- _Set of tasks_
A – What are the severity levels for Bugzilla listed in the passage on software bug reports?
B – Carry on the passage on software bug reports from where it stops.

2.1 Software Bug Reports

When end users or developers find a fault or functionality improvement, they may write some issues to submit to a bug repository. We present an example of a bug report [14] from Mozilla (#97777) in Fig. 1.

 

Fig. 1. Example of a Bug Report (#97777 in Mozilla)

This bug report was first reported on Aug. 31, 2001 and modified on Mar. 1, 2007. The title of the bug report is “An absolutely positioned DIV with centered alignment adds extra space around the block elements it contains,” and it concerned the Layout component within the Mozilla Core product. The importance attributes shown in the figure are P1 and trivial, where P1 indicates the priority and trivial represents the severity of the bug report. In general (for Bugzilla), P1 is the highest priority, which means emergency, and P5 is the lowest priority. In this case, we focus on the severity importance attribute in the figure. In the Bugzilla case, the severity can be divided into seven levels [3] (i.e., Blocker, Critical, Major, Normal, Minor, Trivial, and Enhancement). Enhancement refers to an improvement of functionality issue, and so is excluded from this study. “Daniel BODEA” in the description refers to the reporter of the bug. From this description, developers can easily perform debugging if the reporter details the steps to reproduce the bug. However, in some cases these may not be provided or may be described in a freeform textual context. In addition, interested persons including reporters, developers, and users can freely post comments in the figure. Owing to the different background knowledge of end users and developers, the severity can be subjective when bug reports are written. In this study, we predict the severity (“trivial in Mozilla bug report # 97777) using the summary and description of the bug report.

(Extracted data entries)
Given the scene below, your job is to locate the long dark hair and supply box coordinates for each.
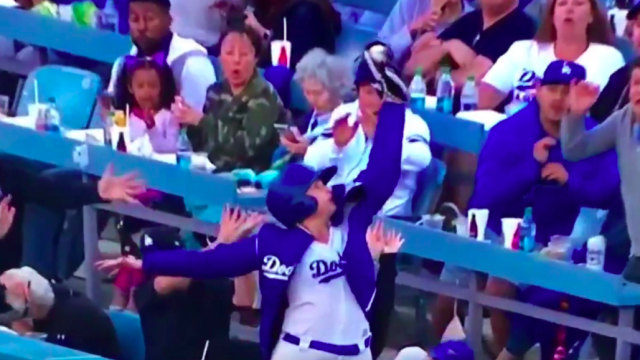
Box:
[113,58,178,110]
[534,0,613,45]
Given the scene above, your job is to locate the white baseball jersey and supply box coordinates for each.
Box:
[282,224,370,345]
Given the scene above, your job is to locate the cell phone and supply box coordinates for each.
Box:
[273,124,291,135]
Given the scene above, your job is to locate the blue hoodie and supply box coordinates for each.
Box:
[139,103,406,360]
[469,101,620,245]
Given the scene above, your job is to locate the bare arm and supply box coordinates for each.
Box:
[153,276,191,296]
[404,44,448,76]
[451,55,493,88]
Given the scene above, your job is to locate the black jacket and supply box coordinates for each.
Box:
[0,154,102,273]
[33,285,121,360]
[591,64,631,123]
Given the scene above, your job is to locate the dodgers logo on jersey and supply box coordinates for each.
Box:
[513,69,539,103]
[262,255,293,280]
[309,259,346,284]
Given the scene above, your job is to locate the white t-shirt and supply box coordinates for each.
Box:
[482,40,624,112]
[282,224,370,348]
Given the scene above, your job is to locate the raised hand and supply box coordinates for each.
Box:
[383,230,404,254]
[333,114,359,148]
[541,163,569,185]
[569,80,600,115]
[98,164,146,204]
[171,96,204,125]
[212,207,266,250]
[367,221,385,260]
[533,136,558,164]
[96,255,142,276]
[0,195,16,239]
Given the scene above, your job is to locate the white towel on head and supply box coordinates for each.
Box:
[395,346,431,360]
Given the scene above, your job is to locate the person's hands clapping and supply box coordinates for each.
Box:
[333,114,359,149]
[533,136,558,164]
[367,222,404,260]
[569,80,600,116]
[171,96,204,125]
[96,255,142,276]
[205,207,266,250]
[409,9,442,33]
[280,127,309,155]
[0,195,16,239]
[541,163,569,185]
[98,165,147,204]
[442,39,476,68]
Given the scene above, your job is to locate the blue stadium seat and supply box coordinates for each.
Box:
[614,36,636,63]
[109,310,145,360]
[336,24,378,61]
[17,65,102,129]
[413,158,447,218]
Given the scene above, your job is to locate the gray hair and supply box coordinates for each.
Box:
[294,48,353,100]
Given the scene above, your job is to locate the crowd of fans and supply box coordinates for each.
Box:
[0,0,640,360]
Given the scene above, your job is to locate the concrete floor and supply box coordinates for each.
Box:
[68,236,552,360]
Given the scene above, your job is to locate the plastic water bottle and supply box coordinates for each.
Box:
[460,75,478,111]
[177,129,193,170]
[587,235,607,271]
[99,0,119,32]
[44,98,60,132]
[409,68,427,110]
[520,207,536,252]
[436,66,455,114]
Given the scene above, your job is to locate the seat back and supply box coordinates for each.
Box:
[336,24,378,62]
[17,65,102,129]
[413,158,447,218]
[109,310,145,360]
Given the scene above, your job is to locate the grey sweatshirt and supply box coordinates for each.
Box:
[561,105,640,256]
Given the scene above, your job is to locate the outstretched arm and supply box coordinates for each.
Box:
[142,236,260,279]
[343,102,406,312]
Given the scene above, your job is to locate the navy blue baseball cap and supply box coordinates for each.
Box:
[267,164,337,228]
[540,60,587,86]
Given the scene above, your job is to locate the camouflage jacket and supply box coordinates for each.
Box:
[187,72,289,172]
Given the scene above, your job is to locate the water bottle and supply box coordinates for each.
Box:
[460,75,478,111]
[409,68,427,110]
[44,98,60,132]
[520,207,536,252]
[177,129,193,170]
[587,235,607,271]
[436,66,455,114]
[98,0,118,32]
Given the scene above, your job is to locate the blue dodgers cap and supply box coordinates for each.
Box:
[431,340,475,360]
[267,164,337,228]
[540,60,587,86]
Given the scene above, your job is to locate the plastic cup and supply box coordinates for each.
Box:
[467,209,489,241]
[502,218,522,249]
[271,40,291,67]
[176,151,192,170]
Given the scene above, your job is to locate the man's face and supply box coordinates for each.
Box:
[129,2,171,50]
[358,85,383,119]
[629,68,640,118]
[536,84,569,121]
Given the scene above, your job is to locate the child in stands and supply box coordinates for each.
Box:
[115,53,180,153]
[112,53,184,311]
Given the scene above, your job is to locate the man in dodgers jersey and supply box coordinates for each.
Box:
[98,45,405,360]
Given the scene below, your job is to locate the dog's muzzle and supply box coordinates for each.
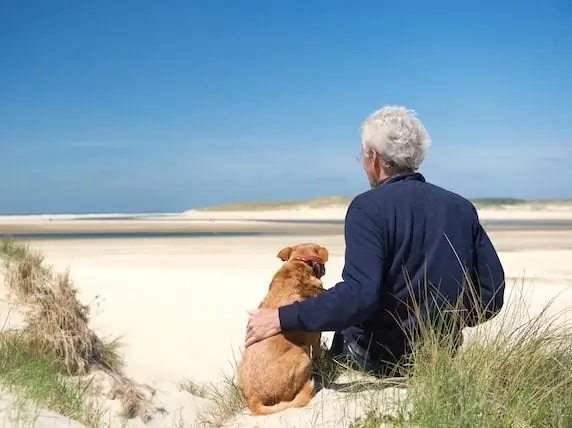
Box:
[294,257,326,279]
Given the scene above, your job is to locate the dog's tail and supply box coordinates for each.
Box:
[248,380,314,416]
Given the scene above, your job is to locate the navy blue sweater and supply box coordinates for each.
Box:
[279,173,504,358]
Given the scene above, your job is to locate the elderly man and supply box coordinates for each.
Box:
[245,106,504,372]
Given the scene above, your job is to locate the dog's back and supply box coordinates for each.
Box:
[238,244,328,415]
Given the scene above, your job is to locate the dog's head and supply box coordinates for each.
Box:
[277,243,329,278]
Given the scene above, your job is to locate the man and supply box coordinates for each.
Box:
[245,106,504,372]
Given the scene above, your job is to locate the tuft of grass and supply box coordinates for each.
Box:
[179,379,209,398]
[183,359,246,428]
[197,375,246,428]
[0,239,154,420]
[0,336,102,427]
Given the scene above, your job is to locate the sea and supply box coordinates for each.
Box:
[2,216,572,240]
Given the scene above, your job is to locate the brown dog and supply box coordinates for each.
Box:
[237,244,328,415]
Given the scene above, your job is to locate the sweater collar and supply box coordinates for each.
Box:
[375,172,425,187]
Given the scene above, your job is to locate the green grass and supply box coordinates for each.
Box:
[0,239,132,427]
[353,280,572,428]
[0,336,101,427]
[180,375,246,428]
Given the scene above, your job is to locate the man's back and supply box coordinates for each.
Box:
[344,174,504,359]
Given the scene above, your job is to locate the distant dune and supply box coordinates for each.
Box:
[192,196,572,212]
[193,196,352,212]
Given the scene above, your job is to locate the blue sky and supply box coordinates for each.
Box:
[0,0,572,213]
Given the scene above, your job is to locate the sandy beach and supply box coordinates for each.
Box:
[0,208,572,427]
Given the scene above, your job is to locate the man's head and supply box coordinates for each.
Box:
[360,106,431,187]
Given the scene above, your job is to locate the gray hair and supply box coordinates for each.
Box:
[360,106,431,171]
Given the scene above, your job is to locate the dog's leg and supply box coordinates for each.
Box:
[311,333,322,361]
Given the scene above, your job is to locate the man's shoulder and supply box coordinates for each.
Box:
[349,182,476,216]
[425,183,475,209]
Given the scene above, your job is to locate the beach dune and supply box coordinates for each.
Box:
[0,206,572,427]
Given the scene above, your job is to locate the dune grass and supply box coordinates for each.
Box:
[186,276,572,428]
[352,278,572,428]
[0,337,102,427]
[0,239,154,427]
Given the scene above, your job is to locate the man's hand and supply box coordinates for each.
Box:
[244,309,280,348]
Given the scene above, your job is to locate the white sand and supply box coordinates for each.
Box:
[0,213,572,428]
[0,202,572,225]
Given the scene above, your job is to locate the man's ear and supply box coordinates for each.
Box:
[276,247,293,262]
[318,247,329,262]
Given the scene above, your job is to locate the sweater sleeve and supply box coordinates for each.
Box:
[475,222,505,321]
[279,200,384,331]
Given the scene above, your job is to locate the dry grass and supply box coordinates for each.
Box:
[0,240,154,420]
[181,375,246,428]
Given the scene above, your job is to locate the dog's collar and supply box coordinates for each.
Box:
[290,256,326,279]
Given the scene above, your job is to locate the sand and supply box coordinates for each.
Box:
[0,210,572,428]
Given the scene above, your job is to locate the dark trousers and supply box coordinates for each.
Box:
[328,327,463,377]
[328,332,397,377]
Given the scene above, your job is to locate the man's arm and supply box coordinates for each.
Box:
[475,219,505,322]
[279,199,384,331]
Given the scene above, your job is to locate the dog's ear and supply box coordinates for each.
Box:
[318,247,329,262]
[276,247,293,262]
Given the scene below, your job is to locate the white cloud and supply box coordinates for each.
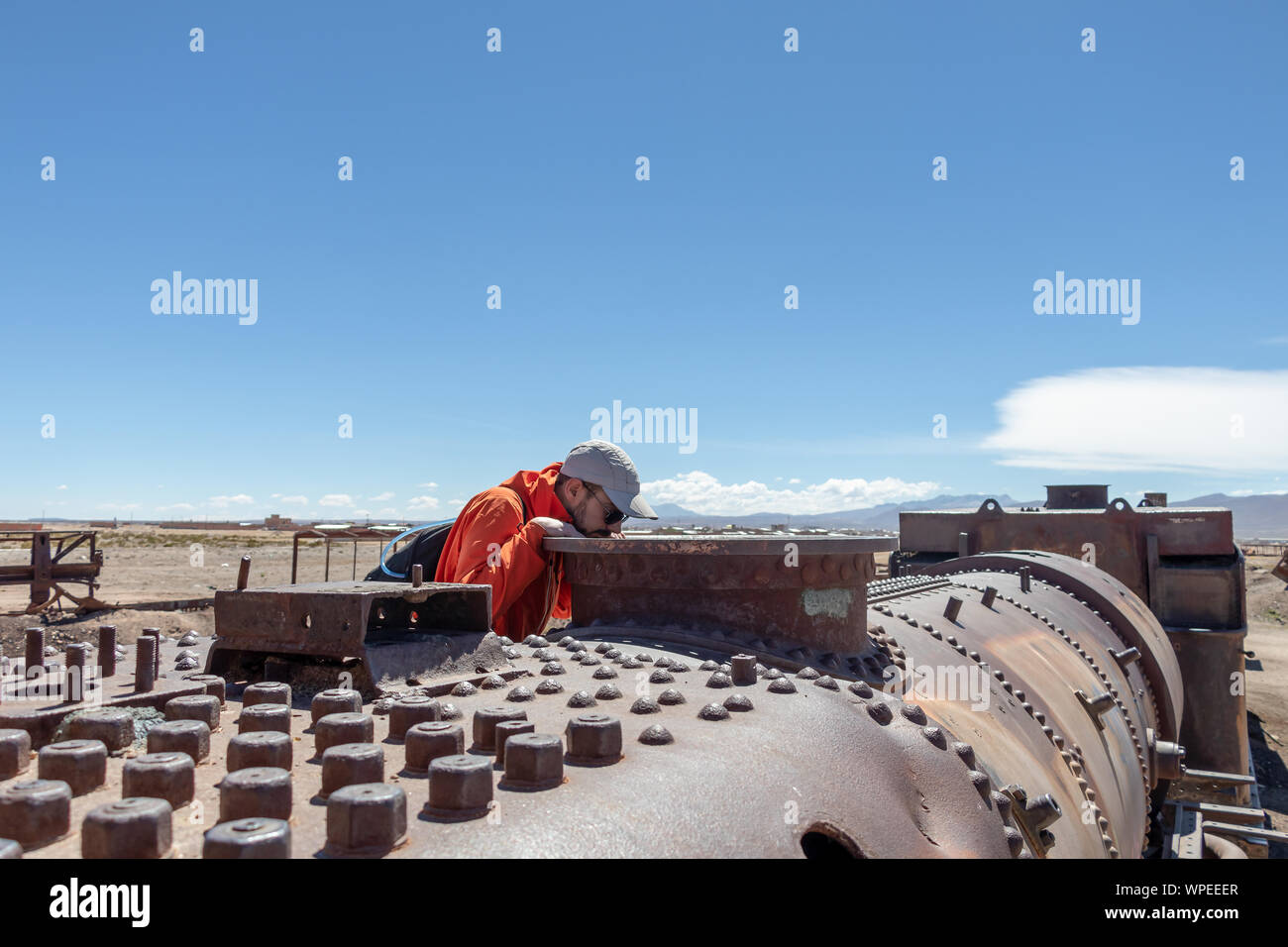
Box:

- _Per-task outputs_
A – Blocker, Critical, Major, Normal, Minor, Trivial, and Enhancement

B –
2.2 Topic Modeling

We use LDA to build the topic models [5]. When the topic model is established, each topic is constructed using the word distribution and co-occurrence frequency. The LDA parameters can be divided into four types. Alpha describes the rate at which a document can be included in multiple topics. Beta is the rate at which many words can be included in classified topics. Gamma defines the number of times that the building of a topic model is repeated. Finally, N is the number of topics that will be constructed. In this paper, we extract the topics by using summary and description in the bug reports. The topics have word tokens related to the topic, and the word tokens have topic distribution scores. In details, we compare the word tokens between each topic and a new bug report. Then, we compute distribution score in each topic. Next, we find the similar topic related to a new bug report.

3. Methodology

We propose an approach for predicting bug severity using topic modeling [5] and similarity (i.e., the KL-divergence [6]) in cross projects including Eclipse [7], Mozilla [8], WireShark [9], and Xamarin [10], as shown in Fig. 2.

 

Fig. 2. Overview of Our Approach

First, we apply a preprocessing technique [1] to the bug repository. Next, we construct a topic model using LDA from a bug repository for the cross projects. Then, we find similar topics from the cross projects, and determine the topics that have the most numerous similar bug reports by using a new bug report in any project.

Next, we extract the bug reports belonging to the selected topics and input them into an NBM algorithm [11]. Finally, we predict severity of new bug report.

3.1 Preprocessing

In general, a bug report can be freely described (i.e., freeform textual contexts), and so we employ a preprocessing technique [1] including tokenization, stop-word removal, and word stemming. We present an example of this preprocessing for the Mozilla bug report #97777 [14]. A summary of the bug report is given as “An absolutely positioned DIV with centered alignment adds extra space around the block elements it contains.” Upon applying the preprocessing technique, we obtain word tokens such as “position DIV center alignment add extra space around block element.”.

3.2 Similar Topic

In this paper, we use predefined fields (e.g., the summary and description) of a bug report to construct a topic model. The built-in topics are illustrated in Fig. 3.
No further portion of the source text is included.